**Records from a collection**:

——————

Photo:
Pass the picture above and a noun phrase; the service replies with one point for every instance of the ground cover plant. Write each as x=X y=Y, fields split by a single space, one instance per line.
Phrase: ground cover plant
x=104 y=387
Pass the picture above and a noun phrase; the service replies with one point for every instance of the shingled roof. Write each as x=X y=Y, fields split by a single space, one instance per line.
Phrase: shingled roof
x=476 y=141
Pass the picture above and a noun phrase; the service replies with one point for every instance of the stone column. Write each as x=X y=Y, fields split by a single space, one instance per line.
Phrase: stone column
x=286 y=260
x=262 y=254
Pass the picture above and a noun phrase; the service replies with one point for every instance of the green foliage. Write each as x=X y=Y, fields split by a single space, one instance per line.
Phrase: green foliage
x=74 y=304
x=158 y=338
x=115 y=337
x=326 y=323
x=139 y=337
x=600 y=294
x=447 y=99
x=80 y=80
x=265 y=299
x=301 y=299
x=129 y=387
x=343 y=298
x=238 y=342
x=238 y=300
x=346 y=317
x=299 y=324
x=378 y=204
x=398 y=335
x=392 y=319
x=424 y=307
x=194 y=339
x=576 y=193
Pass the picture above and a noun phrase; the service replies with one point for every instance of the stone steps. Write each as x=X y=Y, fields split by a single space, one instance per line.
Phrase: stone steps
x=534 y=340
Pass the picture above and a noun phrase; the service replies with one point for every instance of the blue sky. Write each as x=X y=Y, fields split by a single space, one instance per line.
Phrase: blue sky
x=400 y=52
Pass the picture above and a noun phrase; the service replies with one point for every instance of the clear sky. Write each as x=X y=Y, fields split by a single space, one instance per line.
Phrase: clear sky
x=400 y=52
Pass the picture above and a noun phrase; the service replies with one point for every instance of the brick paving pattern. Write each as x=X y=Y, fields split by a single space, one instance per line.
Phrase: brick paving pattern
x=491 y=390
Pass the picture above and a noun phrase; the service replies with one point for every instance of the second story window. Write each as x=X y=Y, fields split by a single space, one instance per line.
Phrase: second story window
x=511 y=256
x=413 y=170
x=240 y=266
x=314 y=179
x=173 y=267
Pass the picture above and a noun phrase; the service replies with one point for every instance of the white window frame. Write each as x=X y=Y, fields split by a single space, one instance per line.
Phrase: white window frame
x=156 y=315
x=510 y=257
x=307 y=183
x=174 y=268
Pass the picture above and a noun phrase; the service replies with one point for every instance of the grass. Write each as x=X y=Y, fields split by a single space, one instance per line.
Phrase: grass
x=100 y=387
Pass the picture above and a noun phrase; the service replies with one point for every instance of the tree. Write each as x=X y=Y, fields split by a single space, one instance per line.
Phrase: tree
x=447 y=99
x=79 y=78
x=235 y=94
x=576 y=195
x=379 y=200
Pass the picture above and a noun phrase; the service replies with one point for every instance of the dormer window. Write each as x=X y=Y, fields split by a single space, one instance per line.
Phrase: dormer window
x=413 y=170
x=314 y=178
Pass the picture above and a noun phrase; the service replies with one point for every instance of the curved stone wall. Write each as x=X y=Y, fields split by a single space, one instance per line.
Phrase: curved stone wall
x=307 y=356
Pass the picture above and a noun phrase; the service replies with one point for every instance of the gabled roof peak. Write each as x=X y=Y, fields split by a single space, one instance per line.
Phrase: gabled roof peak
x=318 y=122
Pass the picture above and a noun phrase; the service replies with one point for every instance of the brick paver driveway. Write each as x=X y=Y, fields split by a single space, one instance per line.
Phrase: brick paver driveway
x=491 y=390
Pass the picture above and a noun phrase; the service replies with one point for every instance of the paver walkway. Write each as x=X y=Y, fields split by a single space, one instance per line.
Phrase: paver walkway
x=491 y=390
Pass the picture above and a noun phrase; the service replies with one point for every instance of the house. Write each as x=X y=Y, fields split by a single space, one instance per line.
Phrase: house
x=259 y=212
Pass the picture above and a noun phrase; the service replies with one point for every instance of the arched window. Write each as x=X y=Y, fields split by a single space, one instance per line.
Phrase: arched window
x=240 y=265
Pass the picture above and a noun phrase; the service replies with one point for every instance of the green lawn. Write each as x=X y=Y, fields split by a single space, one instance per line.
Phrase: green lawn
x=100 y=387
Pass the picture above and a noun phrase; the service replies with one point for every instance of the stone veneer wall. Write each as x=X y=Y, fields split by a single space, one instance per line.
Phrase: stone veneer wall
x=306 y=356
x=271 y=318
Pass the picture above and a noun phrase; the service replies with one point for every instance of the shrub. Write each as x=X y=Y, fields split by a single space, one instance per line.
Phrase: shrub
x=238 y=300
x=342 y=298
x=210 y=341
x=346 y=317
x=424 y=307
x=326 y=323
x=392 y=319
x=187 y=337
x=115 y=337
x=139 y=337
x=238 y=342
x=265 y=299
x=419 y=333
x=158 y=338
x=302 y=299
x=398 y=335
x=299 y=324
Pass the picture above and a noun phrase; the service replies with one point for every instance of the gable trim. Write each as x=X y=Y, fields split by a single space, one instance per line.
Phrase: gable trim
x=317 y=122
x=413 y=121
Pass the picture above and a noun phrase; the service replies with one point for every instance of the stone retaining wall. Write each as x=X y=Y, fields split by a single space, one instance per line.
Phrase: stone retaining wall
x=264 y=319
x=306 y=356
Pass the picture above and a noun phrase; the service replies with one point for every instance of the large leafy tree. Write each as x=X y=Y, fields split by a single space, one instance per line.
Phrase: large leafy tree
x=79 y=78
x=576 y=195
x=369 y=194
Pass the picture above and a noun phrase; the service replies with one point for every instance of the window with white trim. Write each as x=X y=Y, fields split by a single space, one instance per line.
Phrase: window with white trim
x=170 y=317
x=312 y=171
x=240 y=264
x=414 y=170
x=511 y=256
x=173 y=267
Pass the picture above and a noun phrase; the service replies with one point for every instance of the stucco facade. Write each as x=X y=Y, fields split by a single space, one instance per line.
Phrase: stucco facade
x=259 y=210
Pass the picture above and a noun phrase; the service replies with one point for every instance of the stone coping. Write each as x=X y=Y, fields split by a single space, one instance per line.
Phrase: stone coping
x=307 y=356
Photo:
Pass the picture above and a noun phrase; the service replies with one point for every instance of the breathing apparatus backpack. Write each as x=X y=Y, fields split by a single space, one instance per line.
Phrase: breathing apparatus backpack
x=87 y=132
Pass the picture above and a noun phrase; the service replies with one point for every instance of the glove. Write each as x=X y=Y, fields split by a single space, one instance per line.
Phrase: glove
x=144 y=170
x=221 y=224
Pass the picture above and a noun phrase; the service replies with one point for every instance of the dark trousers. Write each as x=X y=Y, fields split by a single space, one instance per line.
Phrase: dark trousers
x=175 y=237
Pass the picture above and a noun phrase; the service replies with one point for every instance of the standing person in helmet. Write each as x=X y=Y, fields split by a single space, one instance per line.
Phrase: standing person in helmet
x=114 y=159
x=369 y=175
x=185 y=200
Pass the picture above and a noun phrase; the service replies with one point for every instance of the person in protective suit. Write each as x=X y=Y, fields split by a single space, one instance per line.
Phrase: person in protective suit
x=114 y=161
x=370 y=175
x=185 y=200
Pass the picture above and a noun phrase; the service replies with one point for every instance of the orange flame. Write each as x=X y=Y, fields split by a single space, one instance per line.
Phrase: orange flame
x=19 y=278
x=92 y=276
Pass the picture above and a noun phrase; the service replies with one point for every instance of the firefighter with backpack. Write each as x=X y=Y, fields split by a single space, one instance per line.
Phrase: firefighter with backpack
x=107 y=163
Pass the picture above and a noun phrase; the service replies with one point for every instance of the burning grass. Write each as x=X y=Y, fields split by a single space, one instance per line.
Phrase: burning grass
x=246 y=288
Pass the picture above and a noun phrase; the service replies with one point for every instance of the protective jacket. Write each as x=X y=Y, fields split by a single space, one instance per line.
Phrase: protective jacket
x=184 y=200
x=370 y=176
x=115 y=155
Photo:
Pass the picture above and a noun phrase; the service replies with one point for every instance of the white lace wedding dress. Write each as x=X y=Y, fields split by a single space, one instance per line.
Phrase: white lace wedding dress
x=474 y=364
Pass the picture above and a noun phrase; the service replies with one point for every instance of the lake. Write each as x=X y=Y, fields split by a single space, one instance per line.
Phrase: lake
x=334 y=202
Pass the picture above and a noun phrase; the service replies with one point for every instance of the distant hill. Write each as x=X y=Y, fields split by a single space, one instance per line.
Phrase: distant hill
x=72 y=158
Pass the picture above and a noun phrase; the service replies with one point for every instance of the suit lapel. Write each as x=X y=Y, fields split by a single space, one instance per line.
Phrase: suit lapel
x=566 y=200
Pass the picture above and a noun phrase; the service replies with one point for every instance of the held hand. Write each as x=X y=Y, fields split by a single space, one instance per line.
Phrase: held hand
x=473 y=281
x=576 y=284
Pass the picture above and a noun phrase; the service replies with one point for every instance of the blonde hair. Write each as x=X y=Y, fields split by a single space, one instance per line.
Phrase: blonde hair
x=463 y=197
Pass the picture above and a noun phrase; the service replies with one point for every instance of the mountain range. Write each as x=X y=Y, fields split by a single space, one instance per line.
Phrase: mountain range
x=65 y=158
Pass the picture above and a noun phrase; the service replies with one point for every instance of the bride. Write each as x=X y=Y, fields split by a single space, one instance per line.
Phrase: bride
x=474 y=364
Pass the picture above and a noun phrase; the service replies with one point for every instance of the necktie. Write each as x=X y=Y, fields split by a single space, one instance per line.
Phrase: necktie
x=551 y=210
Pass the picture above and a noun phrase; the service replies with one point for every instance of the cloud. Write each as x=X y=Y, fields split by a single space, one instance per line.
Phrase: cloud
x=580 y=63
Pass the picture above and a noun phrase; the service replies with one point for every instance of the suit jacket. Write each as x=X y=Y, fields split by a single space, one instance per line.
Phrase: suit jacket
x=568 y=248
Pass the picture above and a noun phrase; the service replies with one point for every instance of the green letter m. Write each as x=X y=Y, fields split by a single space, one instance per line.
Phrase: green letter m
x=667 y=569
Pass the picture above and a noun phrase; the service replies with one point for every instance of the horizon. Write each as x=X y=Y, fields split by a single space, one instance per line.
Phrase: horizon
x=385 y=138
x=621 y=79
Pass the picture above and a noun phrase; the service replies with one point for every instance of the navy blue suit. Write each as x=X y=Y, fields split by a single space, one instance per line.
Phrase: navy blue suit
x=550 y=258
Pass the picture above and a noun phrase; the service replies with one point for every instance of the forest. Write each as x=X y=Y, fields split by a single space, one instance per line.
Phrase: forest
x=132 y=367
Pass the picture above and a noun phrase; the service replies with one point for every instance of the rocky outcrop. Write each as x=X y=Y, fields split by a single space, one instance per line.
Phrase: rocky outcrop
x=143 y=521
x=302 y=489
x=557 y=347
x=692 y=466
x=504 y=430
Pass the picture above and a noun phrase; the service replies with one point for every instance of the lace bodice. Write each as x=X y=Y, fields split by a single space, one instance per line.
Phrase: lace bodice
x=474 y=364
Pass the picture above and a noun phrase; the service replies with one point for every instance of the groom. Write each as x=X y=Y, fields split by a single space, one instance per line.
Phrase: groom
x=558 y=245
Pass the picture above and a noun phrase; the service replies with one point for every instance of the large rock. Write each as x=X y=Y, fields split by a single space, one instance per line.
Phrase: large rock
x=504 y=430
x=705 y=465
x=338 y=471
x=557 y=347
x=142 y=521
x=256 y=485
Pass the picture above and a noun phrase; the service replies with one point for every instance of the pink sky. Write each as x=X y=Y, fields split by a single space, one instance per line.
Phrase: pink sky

——————

**To do**: Reproduce the records starting at the line containing "of the lace" and ending at the line containing "x=558 y=245", both included, with the requests as they are but with every coordinate in the answers increased by 13.

**Answer to this task**:
Pass the picture above and a noun phrase; the service replies with one point for every instance of the lace bodice. Write each as x=X y=Y, fields split by a single space, one instance per line.
Phrase: lace bodice
x=487 y=377
Pass the picture above and a noun phrase; the service replies with one point for every instance of the groom. Write each as x=X y=Y, fields split by a single space, one instance per line.
Phrase: groom
x=571 y=258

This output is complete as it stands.